**Exercise details:**
In the hotel expansion excerpt, which property did the group announce in early 2026, and where is it located?

**Document excerpt:**
Planet Hotels & Resorts continues to strengthen its footprint across India by advancing a robust and strategically curated development pipeline. Under the leadership of Anand Chatterjee, who has led the company’s hospitality vertical for over a decade, the brand is steadily redefining premium lifestyle hospitality across key markets.

Since its early ventures in 2013, marked by the launch of the Planet Hollywood Beach Resort, the group has evolved into a dynamic hospitality player. Over the years, it has expanded its presence across high-growth destinations such as Thane, Powai, and Manali, thereby building a diversified portfolio across leisure and urban markets.

Moreover, flagship properties, including Planet Hollywood Thane City and The Beatle Hotel, anchor the brand’s urban portfolio and reflect its focus on design-led and experience-driven hospitality. In addition, the company strengthened its boutique segment in 2025 with the successful debut of its Manali property under The Beatle brand, catering to travellers seeking elevated mountain experiences.

Further advancing its premium positioning, the group announced the launch of Kings Mansion in early 2026. Located in North Goa, this exclusive property is designed as a refined retreat for ultra-premium travellers, combining privacy, bespoke experiences, and distinctive design elements.

Looking ahead, Planet Hotels & Resorts has outlined an ambitious expansion roadmap. The company plans to develop new properties across key destinations such as New Delhi, Tirupati, Udaipur, and Hyderabad, while also evaluating additional high-potential markets. Consequently, these developments align with the brand’s vision to establish a strong presence across India’s leading leisure, spiritual, and urban hubs.

**Data extract:**
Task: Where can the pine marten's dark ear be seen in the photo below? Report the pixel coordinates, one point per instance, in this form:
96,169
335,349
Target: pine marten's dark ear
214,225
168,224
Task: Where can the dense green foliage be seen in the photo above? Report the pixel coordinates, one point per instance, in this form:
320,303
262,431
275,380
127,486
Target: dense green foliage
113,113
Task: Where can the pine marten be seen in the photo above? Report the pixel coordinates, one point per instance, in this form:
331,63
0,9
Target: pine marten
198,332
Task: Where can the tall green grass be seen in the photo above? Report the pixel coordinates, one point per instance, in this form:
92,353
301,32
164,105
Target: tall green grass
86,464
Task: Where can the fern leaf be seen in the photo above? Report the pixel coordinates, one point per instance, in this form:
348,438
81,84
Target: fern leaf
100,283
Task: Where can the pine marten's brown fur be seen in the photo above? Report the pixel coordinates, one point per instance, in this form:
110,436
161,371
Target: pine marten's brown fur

**Response to the exercise:**
Kings Mansion, located in North Goa.